REQUIREMENTS:
Locate each line in the items below that contains the word "church" with matching case, and copy those lines.

SUPPLIED MATERIAL:
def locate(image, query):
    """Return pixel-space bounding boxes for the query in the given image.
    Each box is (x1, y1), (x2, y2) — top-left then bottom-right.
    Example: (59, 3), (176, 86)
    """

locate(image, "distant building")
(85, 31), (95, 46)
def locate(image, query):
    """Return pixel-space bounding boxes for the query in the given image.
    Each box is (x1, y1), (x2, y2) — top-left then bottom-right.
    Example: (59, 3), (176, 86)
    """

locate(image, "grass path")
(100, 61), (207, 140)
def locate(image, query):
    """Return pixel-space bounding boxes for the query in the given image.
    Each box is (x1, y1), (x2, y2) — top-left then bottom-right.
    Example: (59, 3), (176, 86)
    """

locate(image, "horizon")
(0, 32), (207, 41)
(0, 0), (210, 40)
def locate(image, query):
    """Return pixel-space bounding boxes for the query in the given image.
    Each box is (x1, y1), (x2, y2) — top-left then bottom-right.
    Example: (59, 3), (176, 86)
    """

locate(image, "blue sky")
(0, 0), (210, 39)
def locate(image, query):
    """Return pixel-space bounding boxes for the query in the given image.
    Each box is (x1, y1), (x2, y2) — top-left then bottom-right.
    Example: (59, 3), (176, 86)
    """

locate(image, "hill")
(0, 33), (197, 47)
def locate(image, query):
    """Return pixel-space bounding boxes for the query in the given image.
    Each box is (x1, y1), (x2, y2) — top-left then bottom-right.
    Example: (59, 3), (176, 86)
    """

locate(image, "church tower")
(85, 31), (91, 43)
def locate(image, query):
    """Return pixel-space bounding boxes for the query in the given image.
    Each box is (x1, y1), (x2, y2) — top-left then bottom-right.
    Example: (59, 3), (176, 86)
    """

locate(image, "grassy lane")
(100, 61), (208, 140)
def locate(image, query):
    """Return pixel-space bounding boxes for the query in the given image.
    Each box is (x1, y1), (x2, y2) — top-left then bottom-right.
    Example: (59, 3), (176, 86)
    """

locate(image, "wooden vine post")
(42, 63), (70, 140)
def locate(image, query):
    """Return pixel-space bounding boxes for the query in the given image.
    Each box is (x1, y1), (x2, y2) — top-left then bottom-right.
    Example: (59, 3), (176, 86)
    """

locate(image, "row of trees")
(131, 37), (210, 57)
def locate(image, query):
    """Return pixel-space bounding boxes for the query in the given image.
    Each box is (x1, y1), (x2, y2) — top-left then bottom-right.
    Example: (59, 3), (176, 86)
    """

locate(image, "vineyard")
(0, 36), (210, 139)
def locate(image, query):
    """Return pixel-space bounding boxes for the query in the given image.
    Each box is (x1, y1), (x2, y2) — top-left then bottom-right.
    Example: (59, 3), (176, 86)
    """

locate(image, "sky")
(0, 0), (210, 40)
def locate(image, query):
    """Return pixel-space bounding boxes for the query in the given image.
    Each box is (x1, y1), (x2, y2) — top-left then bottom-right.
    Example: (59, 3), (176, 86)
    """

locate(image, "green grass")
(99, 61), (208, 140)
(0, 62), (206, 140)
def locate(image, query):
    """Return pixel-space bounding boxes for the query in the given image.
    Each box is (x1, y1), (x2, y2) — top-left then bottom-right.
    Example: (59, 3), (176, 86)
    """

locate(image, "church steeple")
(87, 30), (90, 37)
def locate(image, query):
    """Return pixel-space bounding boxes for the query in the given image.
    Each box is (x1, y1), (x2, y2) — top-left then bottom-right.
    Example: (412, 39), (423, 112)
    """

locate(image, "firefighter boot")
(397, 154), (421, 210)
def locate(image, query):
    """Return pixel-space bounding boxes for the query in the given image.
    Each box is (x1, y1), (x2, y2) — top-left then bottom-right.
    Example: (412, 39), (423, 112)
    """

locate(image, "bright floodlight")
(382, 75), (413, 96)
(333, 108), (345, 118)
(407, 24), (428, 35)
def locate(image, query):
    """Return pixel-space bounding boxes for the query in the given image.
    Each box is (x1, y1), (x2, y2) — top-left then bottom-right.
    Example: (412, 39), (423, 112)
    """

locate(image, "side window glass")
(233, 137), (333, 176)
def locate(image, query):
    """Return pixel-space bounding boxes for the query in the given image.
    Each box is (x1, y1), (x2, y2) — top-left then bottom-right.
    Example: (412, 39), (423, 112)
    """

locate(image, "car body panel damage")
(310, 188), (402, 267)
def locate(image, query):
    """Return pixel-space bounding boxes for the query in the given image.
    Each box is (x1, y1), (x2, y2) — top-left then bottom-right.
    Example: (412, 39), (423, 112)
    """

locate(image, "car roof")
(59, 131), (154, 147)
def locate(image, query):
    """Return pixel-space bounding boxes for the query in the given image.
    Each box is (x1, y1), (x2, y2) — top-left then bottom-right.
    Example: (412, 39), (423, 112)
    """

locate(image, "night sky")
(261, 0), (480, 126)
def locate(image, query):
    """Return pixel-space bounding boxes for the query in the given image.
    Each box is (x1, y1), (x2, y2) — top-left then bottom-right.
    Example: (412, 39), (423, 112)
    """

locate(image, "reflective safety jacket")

EXERCISE SOLUTION:
locate(image, "church tower")
locate(image, "church steeple")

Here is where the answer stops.